===== Information
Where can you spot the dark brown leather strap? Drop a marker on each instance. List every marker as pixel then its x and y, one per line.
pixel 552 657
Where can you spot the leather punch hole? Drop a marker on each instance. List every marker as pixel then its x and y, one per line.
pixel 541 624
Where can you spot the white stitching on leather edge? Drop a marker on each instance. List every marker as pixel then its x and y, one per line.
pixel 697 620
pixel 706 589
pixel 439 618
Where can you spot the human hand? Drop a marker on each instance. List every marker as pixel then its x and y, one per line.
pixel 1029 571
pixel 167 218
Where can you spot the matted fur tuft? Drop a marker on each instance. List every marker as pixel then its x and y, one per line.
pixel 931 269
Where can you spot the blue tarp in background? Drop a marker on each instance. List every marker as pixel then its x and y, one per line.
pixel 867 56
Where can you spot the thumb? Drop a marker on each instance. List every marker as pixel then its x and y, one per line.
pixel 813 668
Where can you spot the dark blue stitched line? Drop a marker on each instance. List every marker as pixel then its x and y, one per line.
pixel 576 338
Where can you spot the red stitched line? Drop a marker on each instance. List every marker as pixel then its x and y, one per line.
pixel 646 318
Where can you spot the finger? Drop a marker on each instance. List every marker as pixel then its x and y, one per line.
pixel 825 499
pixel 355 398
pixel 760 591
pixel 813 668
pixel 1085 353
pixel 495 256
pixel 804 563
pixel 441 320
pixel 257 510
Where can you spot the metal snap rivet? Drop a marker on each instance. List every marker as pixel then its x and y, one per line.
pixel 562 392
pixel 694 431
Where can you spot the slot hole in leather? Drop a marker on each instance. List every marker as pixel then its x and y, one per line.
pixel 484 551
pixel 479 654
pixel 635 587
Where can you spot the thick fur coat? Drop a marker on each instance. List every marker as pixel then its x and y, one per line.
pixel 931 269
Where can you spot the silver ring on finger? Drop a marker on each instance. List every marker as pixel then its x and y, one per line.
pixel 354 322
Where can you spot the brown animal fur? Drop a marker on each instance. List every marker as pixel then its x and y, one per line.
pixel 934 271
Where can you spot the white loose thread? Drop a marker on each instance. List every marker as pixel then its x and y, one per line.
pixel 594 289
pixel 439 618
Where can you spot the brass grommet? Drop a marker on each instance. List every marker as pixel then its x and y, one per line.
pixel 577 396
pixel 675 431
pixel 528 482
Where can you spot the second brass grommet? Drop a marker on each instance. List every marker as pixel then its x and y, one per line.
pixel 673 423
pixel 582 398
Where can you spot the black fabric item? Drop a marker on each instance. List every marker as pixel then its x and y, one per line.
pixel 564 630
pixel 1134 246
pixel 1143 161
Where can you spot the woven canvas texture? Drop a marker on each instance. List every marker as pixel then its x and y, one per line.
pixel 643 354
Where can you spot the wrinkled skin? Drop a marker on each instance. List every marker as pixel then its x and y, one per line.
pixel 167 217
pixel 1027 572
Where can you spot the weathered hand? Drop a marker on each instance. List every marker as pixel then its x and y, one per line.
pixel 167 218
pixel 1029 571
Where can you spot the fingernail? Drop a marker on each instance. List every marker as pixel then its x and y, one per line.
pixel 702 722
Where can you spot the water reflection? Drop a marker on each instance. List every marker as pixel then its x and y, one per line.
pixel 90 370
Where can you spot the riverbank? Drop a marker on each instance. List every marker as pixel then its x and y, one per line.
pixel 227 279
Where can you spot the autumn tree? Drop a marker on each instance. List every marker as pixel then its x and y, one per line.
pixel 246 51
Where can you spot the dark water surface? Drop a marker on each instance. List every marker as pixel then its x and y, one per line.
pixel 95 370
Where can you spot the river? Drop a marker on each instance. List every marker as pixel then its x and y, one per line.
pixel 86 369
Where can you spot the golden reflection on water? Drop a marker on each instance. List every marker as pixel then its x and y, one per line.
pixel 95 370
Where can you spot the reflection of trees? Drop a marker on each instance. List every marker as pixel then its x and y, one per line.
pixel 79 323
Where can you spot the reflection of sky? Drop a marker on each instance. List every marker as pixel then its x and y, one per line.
==========
### [About this task]
A complete, exact copy of the entries is required.

### [Answer section]
Where can you spot the dark brown leather strap? Drop a marker on each instance. List every marker as pixel then its x and y, one per line.
pixel 552 657
Where can you spot the leather punch hole? Drop a marker on each instance. List every marker as pixel then its x and y, one per line.
pixel 541 624
Where can you spot the white stitching on leather edge? Drop a marker on each instance. List every marker as pixel then its x and y, one per line.
pixel 697 620
pixel 706 589
pixel 439 618
Where can you spot the human hand? Drop a marker on each instance. List every marker as pixel then its x and y, one per line.
pixel 1029 571
pixel 167 218
Where can you spot the matted fur tuft? Drop a marker on each instance. List every marker as pixel then its x and y, one per line.
pixel 931 269
Where can you spot the blue tarp in background? Drop a marker on each instance. List every marker as pixel then its x and y, one per line.
pixel 867 56
Where can you spot the thumb? Drop a marker on each instance. List every marker as pixel then its x and y, one per line.
pixel 813 668
Where can you spot the dark blue stitched line? Drop a marker on each instance. List every marker as pixel then its x and y, one per line.
pixel 576 338
Where can you spot the red stitched line? Drop a marker on each instance. List every marker as pixel then its x and y, one per line.
pixel 646 318
Where can you spot the finger? Drop a marker on each instance. List every marker as pixel then its x and y, one per line.
pixel 825 499
pixel 355 398
pixel 760 591
pixel 813 668
pixel 1085 353
pixel 495 256
pixel 804 563
pixel 441 320
pixel 257 510
Where can you spot the metal snap rivet? Drop a marker on each instance. List every marker as pixel then its x and y, one per line.
pixel 562 392
pixel 694 431
Where can you spot the slot hole in leather? Drop a marker on each instance. List every marker as pixel then its x and y, one per line.
pixel 484 551
pixel 479 654
pixel 635 587
Where can you spot the thick fur coat? Drop a marker on each instance. List every marker as pixel then its x and y, one per line.
pixel 931 269
Where can you spot the silver ring on finger? Drop a marker on each instance. List every marker as pixel then its x and y, one per line.
pixel 354 322
Where can you spot the brown animal fur? Drop a marker on each instance. List every marker as pixel then its x and y, one per line.
pixel 934 271
Where can you spot the white loose thread? Drop a marker on each instance. List every marker as pixel then its x and y, one per line.
pixel 594 289
pixel 439 618
Where can you spot the brass grommet? Drop a marker on each instance. List every marker as pixel then its x and y, one per line.
pixel 577 396
pixel 675 431
pixel 528 482
Where can you spot the second brass grommet? Drop a marker on each instance. List every marker as pixel then its x and y, one per line.
pixel 673 423
pixel 582 398
Where can you spot the black fabric item? Drop a marker on each instance. List every marker as pixel then its x and y, one per line.
pixel 564 630
pixel 1134 246
pixel 1143 161
Where can you spot the woven canvas texture? Drop a marker on each instance. List every marker as pixel then its x and y, one per line.
pixel 643 354
Where can you spot the wrinkled skin? Drop a marker on each instance. List every marker as pixel then its x and y, one per line.
pixel 167 217
pixel 1027 572
Where can you spot the weathered hand? Drop a marker on each instance. List every marker as pixel then its x and y, one per line.
pixel 167 218
pixel 1029 571
Where can you spot the fingernail? Drop a marker on each instance. List every marker as pixel then its x and y, one per line.
pixel 702 722
Where can you spot the water reflection? Drop a marker on each instance. List every marker as pixel then its x and y, one per line.
pixel 90 370
Where can you spot the riverbank? Drop a marker on each instance. List every marker as pixel then its x and y, one per line.
pixel 227 279
Where can you spot the autumn tree? Drop a marker on each instance. List every marker as pixel then its x and y, one per line.
pixel 246 51
Where can you spot the dark water surface? Drop a marker on each instance. List every marker as pixel then its x and y, one per line.
pixel 95 370
Where can you spot the river? Drop a marker on each instance. List every marker as pixel then its x and y, one per line.
pixel 86 369
Where can you spot the golden reflection on water? Drop a marker on each instance. List every marker as pixel then its x and y, one per line.
pixel 95 370
Where can you spot the reflection of trees? Drop a marker on each instance. List every marker as pixel then its x and y, one per line.
pixel 79 323
Where can you spot the reflection of sky? Drop a marker on each instance. List every marker as pixel then its x and y, one per line.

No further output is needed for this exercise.